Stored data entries

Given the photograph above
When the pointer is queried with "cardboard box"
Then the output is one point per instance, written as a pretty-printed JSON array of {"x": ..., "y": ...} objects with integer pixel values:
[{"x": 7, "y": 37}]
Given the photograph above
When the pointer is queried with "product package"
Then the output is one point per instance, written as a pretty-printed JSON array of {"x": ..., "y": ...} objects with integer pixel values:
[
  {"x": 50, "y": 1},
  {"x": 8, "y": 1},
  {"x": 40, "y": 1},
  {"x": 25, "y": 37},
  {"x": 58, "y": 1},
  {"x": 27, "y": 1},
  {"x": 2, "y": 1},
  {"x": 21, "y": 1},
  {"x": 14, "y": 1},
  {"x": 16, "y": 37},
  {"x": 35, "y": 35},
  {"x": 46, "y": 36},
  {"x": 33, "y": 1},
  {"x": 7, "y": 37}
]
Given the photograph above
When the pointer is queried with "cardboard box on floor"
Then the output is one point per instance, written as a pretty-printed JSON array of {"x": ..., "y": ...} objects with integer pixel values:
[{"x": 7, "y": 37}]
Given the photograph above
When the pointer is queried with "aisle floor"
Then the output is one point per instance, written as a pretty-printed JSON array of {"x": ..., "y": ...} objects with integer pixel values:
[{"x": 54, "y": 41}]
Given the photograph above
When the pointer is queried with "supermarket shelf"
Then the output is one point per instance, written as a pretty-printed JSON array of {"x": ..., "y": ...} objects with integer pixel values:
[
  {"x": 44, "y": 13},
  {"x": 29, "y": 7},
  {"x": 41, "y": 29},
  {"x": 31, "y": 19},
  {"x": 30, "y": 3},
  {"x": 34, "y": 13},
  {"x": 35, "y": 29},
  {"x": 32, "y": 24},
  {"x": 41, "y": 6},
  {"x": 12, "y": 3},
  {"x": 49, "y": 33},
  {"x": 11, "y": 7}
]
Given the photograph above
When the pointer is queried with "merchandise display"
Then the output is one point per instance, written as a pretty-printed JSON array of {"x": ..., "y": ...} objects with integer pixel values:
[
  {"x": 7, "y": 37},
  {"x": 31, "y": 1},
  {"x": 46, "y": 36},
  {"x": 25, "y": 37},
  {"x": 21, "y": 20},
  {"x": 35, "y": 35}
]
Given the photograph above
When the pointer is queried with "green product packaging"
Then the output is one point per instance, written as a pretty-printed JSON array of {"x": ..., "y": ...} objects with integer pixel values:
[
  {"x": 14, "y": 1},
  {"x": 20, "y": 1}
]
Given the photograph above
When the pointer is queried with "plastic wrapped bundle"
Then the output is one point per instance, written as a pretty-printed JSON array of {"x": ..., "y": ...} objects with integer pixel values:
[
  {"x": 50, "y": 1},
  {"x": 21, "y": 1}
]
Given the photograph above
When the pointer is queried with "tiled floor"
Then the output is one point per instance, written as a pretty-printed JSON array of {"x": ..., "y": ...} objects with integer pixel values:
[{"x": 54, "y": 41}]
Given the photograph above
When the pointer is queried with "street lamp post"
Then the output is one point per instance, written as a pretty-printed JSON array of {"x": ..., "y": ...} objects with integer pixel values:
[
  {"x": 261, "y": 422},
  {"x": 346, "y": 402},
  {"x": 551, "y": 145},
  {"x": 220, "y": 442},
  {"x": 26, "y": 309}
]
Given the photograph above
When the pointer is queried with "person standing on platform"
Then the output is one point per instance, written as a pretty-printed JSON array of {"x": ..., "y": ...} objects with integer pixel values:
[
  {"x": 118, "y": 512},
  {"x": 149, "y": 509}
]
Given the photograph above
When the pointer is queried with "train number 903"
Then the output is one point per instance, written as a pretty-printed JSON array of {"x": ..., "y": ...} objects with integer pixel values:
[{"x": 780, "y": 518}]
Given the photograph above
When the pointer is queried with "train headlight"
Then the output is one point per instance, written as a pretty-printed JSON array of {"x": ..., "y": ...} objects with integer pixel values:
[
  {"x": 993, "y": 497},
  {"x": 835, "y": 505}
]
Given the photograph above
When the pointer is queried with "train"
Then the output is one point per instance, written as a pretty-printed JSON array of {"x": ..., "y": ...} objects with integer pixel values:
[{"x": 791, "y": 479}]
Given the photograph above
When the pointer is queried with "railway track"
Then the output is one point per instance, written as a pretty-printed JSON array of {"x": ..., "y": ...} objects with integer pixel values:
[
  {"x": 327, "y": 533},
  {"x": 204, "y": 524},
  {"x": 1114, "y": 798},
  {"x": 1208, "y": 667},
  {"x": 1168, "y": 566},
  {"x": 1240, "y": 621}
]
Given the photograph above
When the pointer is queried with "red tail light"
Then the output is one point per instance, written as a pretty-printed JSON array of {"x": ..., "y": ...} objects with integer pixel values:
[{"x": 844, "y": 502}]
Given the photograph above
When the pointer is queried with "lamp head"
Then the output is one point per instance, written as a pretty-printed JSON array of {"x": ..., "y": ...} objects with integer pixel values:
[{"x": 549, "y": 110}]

- **Request**
From the records above, extract each line exactly as shown.

- **Right answer**
Given the photograph above
When the pointer is queried with "cardboard box"
Then the output is one point per instance, written as a pretty-printed JSON array of {"x": ..., "y": ...} objects with integer pixel values:
[{"x": 7, "y": 37}]
Given the photograph above
When the pointer is queried with "product package"
Then the output is one point per instance, written as a pretty-printed JSON array of {"x": ..., "y": ...} objects with integer pixel values:
[
  {"x": 50, "y": 1},
  {"x": 8, "y": 1},
  {"x": 40, "y": 1},
  {"x": 25, "y": 37},
  {"x": 58, "y": 1},
  {"x": 27, "y": 1},
  {"x": 2, "y": 1},
  {"x": 21, "y": 1},
  {"x": 14, "y": 1},
  {"x": 16, "y": 37},
  {"x": 35, "y": 35},
  {"x": 46, "y": 36},
  {"x": 33, "y": 1},
  {"x": 7, "y": 37}
]
Given the photograph above
When the pointer is queried with "cardboard box on floor"
Then the output is one point per instance, written as a pretty-printed JSON array of {"x": ..., "y": ...} objects with integer pixel values:
[{"x": 7, "y": 37}]
Given the photograph above
When the pointer is queried with "aisle floor"
Then the output is one point per instance, written as a pretty-printed JSON array of {"x": ..., "y": ...} objects with integer pixel values:
[{"x": 54, "y": 41}]
Given the photograph above
When the pointer is queried with "supermarket shelf"
Then the output is one point per instance, written as a pretty-printed JSON array of {"x": ..., "y": ...} objects with integer pixel values:
[
  {"x": 44, "y": 13},
  {"x": 29, "y": 7},
  {"x": 41, "y": 29},
  {"x": 31, "y": 19},
  {"x": 30, "y": 3},
  {"x": 34, "y": 13},
  {"x": 35, "y": 29},
  {"x": 32, "y": 24},
  {"x": 41, "y": 6},
  {"x": 12, "y": 3},
  {"x": 49, "y": 33},
  {"x": 11, "y": 7}
]
Given the photograph above
When the pointer is queried with "merchandise display"
Then the output is one point per instance, written as a pretty-printed JSON array of {"x": ..., "y": ...} objects with integer pixel values:
[
  {"x": 7, "y": 37},
  {"x": 31, "y": 1},
  {"x": 46, "y": 36},
  {"x": 25, "y": 37},
  {"x": 21, "y": 20},
  {"x": 35, "y": 35}
]
Given the photograph above
When the pointer is queried with "green product packaging"
Then the output is one point per instance, written as a pretty-printed JSON array of {"x": ..., "y": ...} objects with integer pixel values:
[
  {"x": 14, "y": 1},
  {"x": 20, "y": 1}
]
Given the photograph above
When the pointer is queried with "plastic wrapped bundle"
Then the output is one point per instance, written as a pretty-printed JSON array of {"x": ..., "y": ...} objects with integer pixel values:
[
  {"x": 50, "y": 1},
  {"x": 21, "y": 1}
]
Given the photograph above
When the pointer is queried with "tiled floor"
Then the output is one point per instance, written as a pretty-printed JSON array of {"x": ..., "y": ...} objects with integer pixel values:
[{"x": 54, "y": 41}]
Given the photograph above
When the pointer is queried with "street lamp post"
Then the output is one point per instance, written as a pretty-printed JSON array of {"x": ..., "y": ...} objects with integer pixel values:
[
  {"x": 261, "y": 422},
  {"x": 346, "y": 402},
  {"x": 551, "y": 145},
  {"x": 220, "y": 442},
  {"x": 26, "y": 309}
]
Given the photograph above
When the pointer is queried with "person standing on platform"
Then the output is one point per instance, written as a pretty-printed JSON array of {"x": ..., "y": ...} objects with integer pixel values:
[
  {"x": 118, "y": 512},
  {"x": 149, "y": 509}
]
Given the photograph above
When the pointer is queried with "train number 903"
Then the output is one point per instance, written as a pretty-printed JSON array of {"x": ..., "y": ...} objects with integer pixel values:
[{"x": 780, "y": 518}]
Given the photograph above
When the pointer is queried with "train headlight"
Then the output is one point per instance, written as a pretty-printed JSON array of {"x": ..., "y": ...} objects with integer pixel values:
[
  {"x": 993, "y": 497},
  {"x": 835, "y": 505}
]
Given the photograph above
When the pointer is queried with "train"
Then the output is one point per instance, written as a pretty-printed JSON array of {"x": ..., "y": ...} objects with integer pixel values:
[{"x": 791, "y": 479}]
Given the photograph above
When the pointer is queried with "railway track"
Then the output is one point per instance, written as a pretty-printed JSON array of {"x": ..., "y": ...} objects with integer pixel values:
[
  {"x": 327, "y": 533},
  {"x": 204, "y": 524},
  {"x": 1114, "y": 798},
  {"x": 1208, "y": 667},
  {"x": 1168, "y": 566},
  {"x": 1240, "y": 621}
]
Given the photograph above
When the pointer is queried with "red tail light"
Then the output is one point per instance, written as a pretty-printed JSON array of {"x": ..., "y": ...} objects with integer pixel values:
[{"x": 844, "y": 502}]
Given the photograph above
When the pointer is queried with "lamp head"
Then the output is one point per instance, written as a pretty-printed JSON array of {"x": ..., "y": ...} objects with integer pixel values:
[{"x": 549, "y": 110}]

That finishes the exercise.